In the copy, keep every word of the data below and none of its pictures.

[Start of Attachment]

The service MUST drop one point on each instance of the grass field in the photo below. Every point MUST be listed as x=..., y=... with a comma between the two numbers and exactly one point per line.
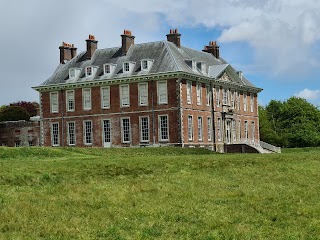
x=158, y=193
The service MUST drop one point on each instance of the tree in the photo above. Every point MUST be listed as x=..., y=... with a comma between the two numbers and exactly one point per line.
x=292, y=123
x=31, y=107
x=14, y=113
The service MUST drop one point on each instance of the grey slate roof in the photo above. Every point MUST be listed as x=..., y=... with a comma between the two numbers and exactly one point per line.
x=166, y=55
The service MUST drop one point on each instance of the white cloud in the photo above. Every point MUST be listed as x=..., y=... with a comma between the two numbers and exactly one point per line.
x=309, y=94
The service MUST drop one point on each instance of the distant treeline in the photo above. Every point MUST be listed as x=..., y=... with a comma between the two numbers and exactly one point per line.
x=291, y=123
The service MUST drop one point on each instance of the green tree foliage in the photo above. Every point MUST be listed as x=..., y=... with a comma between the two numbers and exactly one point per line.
x=292, y=123
x=13, y=113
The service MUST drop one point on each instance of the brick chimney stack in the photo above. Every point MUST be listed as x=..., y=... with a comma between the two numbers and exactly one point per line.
x=212, y=48
x=127, y=41
x=174, y=36
x=67, y=52
x=92, y=45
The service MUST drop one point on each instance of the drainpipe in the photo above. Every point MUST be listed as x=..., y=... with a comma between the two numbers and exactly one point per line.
x=152, y=109
x=213, y=132
x=62, y=118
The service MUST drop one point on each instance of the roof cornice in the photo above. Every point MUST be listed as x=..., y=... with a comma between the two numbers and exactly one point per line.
x=149, y=77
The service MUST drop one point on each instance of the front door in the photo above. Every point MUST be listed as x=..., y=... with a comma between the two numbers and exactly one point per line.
x=106, y=133
x=228, y=132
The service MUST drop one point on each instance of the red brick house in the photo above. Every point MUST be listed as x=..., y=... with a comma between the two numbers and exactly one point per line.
x=148, y=94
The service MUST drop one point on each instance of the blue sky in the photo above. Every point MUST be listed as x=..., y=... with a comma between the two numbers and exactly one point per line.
x=274, y=42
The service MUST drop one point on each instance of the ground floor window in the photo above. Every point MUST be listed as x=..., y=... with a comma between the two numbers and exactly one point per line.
x=125, y=130
x=163, y=128
x=200, y=129
x=144, y=129
x=71, y=134
x=87, y=132
x=55, y=134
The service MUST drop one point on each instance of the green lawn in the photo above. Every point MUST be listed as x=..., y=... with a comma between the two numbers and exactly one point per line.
x=158, y=193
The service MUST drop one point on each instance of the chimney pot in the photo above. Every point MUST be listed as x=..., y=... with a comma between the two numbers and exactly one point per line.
x=212, y=48
x=174, y=37
x=127, y=41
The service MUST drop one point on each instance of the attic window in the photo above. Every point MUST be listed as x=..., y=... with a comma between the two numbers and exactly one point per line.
x=74, y=73
x=191, y=63
x=202, y=67
x=89, y=71
x=146, y=64
x=108, y=68
x=128, y=66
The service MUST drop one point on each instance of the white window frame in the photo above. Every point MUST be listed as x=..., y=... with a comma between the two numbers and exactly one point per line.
x=253, y=131
x=54, y=103
x=245, y=101
x=208, y=95
x=124, y=97
x=189, y=92
x=55, y=134
x=234, y=130
x=86, y=100
x=112, y=67
x=105, y=97
x=190, y=128
x=161, y=129
x=162, y=94
x=87, y=71
x=200, y=128
x=219, y=130
x=199, y=93
x=209, y=128
x=70, y=104
x=87, y=133
x=144, y=129
x=71, y=134
x=251, y=102
x=218, y=96
x=143, y=96
x=246, y=130
x=127, y=129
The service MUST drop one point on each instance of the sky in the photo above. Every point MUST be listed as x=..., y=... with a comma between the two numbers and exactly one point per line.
x=275, y=43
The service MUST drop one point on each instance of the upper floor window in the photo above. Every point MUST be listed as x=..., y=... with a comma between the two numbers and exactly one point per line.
x=128, y=67
x=54, y=104
x=146, y=64
x=108, y=68
x=189, y=92
x=218, y=96
x=244, y=101
x=105, y=97
x=70, y=100
x=208, y=97
x=86, y=98
x=143, y=94
x=124, y=96
x=199, y=93
x=90, y=71
x=162, y=92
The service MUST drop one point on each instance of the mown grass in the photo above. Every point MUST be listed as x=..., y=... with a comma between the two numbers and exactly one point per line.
x=158, y=193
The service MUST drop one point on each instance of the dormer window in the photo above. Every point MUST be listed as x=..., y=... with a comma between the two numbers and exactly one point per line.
x=146, y=64
x=201, y=67
x=109, y=68
x=192, y=64
x=90, y=71
x=128, y=67
x=74, y=73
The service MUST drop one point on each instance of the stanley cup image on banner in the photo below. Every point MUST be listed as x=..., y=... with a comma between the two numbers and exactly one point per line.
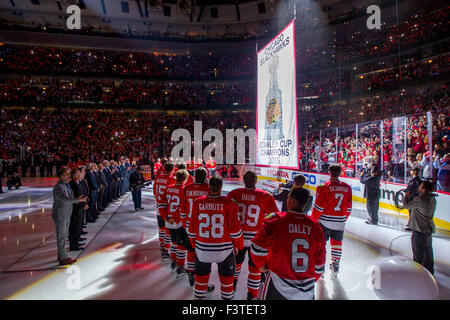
x=276, y=123
x=274, y=115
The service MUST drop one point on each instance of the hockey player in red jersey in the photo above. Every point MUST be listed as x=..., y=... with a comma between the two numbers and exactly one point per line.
x=332, y=207
x=291, y=247
x=254, y=205
x=173, y=198
x=193, y=191
x=216, y=235
x=182, y=166
x=156, y=166
x=161, y=182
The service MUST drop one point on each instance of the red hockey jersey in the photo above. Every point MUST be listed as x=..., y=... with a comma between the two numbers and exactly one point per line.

[End of Attachment]

▸ ANSWER:
The service MUST drop one point on each instance of the grass field in the photo below. Every point MUST be listed as x=..., y=... with a comma between the two numbers and exactly one point per line.
x=158, y=193
The service MUST drop one point on each instance of the tree in the photo above. Every point MUST be listed as x=..., y=... with a comma between the two numbers and exactly one point per line.
x=292, y=123
x=31, y=107
x=14, y=113
The service MUST drop one point on each instance of the grey slate roof in the photo above. Every point MUST be listed as x=..., y=... with a comma between the two numbers and exactly one point per line.
x=166, y=55
The service MUST drop one point on each instance of the white cloud in the photo above. Every point MUST be listed as x=..., y=... with a comma between the two numbers and exactly one point per line.
x=309, y=94
The service MUST drop one point on each instance of the distant treeline in the photo above. Every point MUST be listed as x=..., y=... with a comma between the two numbers and exactly one point per line.
x=291, y=123
The service MUST drop one point on each instance of the green tree foliage in the photo above. Every point MUST be listed as x=..., y=... with a comma between the two numbers and exactly one point per line.
x=292, y=123
x=13, y=113
The service MUST drop one point on each instance of the brick chimney stack in the photo above. Every point MUST be listed as x=..., y=... with a comma between the two numbers and exactly one point per line.
x=212, y=48
x=127, y=41
x=174, y=36
x=67, y=52
x=92, y=45
The service MUST drop one point on each instance of the drainpipe in the photo above. Every point MUST be listed as x=..., y=... with a comma between the two numbers and exactly one point per line.
x=152, y=109
x=213, y=132
x=62, y=118
The service MUST drop one point on each instance of the roof cornice in the photo above. Every point MUST be listed as x=..., y=... with a comma between the two numbers and exactly one point per line.
x=149, y=77
The service MUST drop one point on each instance of the front door in the photo above. Every point MUST be listed as x=..., y=... with a comma between the two numbers and exactly one point per line.
x=106, y=133
x=228, y=132
The service MUST drop one point on each instance of the red brick house in the photo above. Every point MUST be listed as x=..., y=... with a comma between the two numbers and exactly one point per line.
x=148, y=94
The service MUST drop one point on each instance of the blue sky in the photo above. Every point MUST be listed as x=..., y=... with a comma between the two numbers and exactly one point per line.
x=274, y=42
The service MUST drop one point on each instance of the ground floor window in the photo above. Every point MUST be listed as x=..., y=... with a comma between the two numbers and exactly one point per line.
x=125, y=130
x=163, y=128
x=200, y=129
x=144, y=129
x=71, y=134
x=87, y=132
x=55, y=134
The service MUST drop one point on each instance of the green lawn in the photo above. Every point MUST be listed as x=..., y=... with a comma between the two numbers and exactly one point per line.
x=158, y=193
The service MUST drop one point on each instance of the chimney pot in the photo above. Every point MUST be listed as x=..., y=... with a comma between the two numbers and exactly one point per line.
x=212, y=48
x=174, y=37
x=127, y=41
The service MUST drop one point on each instance of the attic window in the photo above. Every point MUST be listed as x=..., y=... with a comma between the two numbers and exactly one point per line.
x=74, y=73
x=191, y=63
x=202, y=67
x=89, y=71
x=146, y=64
x=108, y=68
x=128, y=66
The service MUST drop one point on each instance of the white window frame in the photo above. Every point MUST be listed as x=..., y=... with a comma between the two numbers and exactly one point per line.
x=253, y=131
x=54, y=103
x=245, y=101
x=208, y=95
x=124, y=97
x=189, y=92
x=55, y=134
x=234, y=130
x=86, y=100
x=112, y=67
x=105, y=97
x=190, y=128
x=161, y=129
x=162, y=94
x=87, y=71
x=200, y=128
x=219, y=130
x=199, y=93
x=209, y=128
x=70, y=104
x=87, y=133
x=144, y=129
x=71, y=134
x=251, y=102
x=218, y=96
x=143, y=96
x=246, y=130
x=127, y=129
The service MUST drop one point on each instance of the sky in the photo above. Every point MUST be listed as x=..., y=... with a comma between the two numbers and exactly one point per line.
x=275, y=43
The service MUST drop one point on each instance of the upper floor window in the photo above. Every point MUST be listed as x=..., y=... with a comma between the two numbers and exactly one point per line.
x=128, y=67
x=54, y=104
x=146, y=64
x=108, y=68
x=189, y=92
x=218, y=96
x=244, y=101
x=105, y=97
x=70, y=100
x=208, y=97
x=86, y=98
x=143, y=94
x=124, y=96
x=199, y=93
x=90, y=71
x=162, y=92
The service MUST drop one point on each instance of the mown grass in the photo above. Every point MUST be listed as x=..., y=... with a comma between the two numbers and exactly one point per line.
x=158, y=193
The service MUST drop one point on each instance of the dormer window in the photo above. Every point MUST be listed as x=..., y=... with a comma between the two numbers and exactly one point per line.
x=146, y=64
x=201, y=67
x=109, y=68
x=192, y=64
x=90, y=71
x=128, y=67
x=74, y=73
The service MUST drop one point on each instance of the stanley cup image on banner in the photo below. Every point MUST be listed as x=..., y=... with a comma between the two numbers and exactly one point per line.
x=276, y=123
x=274, y=115
The service MUST drop one point on each instance of the hockey player in red jersey in the photo above. Every point MUST be listed as x=..., y=... with a comma between the two numbers and exactly one point per line.
x=332, y=207
x=291, y=247
x=254, y=205
x=173, y=198
x=193, y=191
x=216, y=235
x=182, y=166
x=156, y=166
x=161, y=182
The service MUST drop one point on each instance of the red hockey jersey in the photo above. Every point MUST be listed as x=..., y=... with a comma between the two numbers and exactly one point per line.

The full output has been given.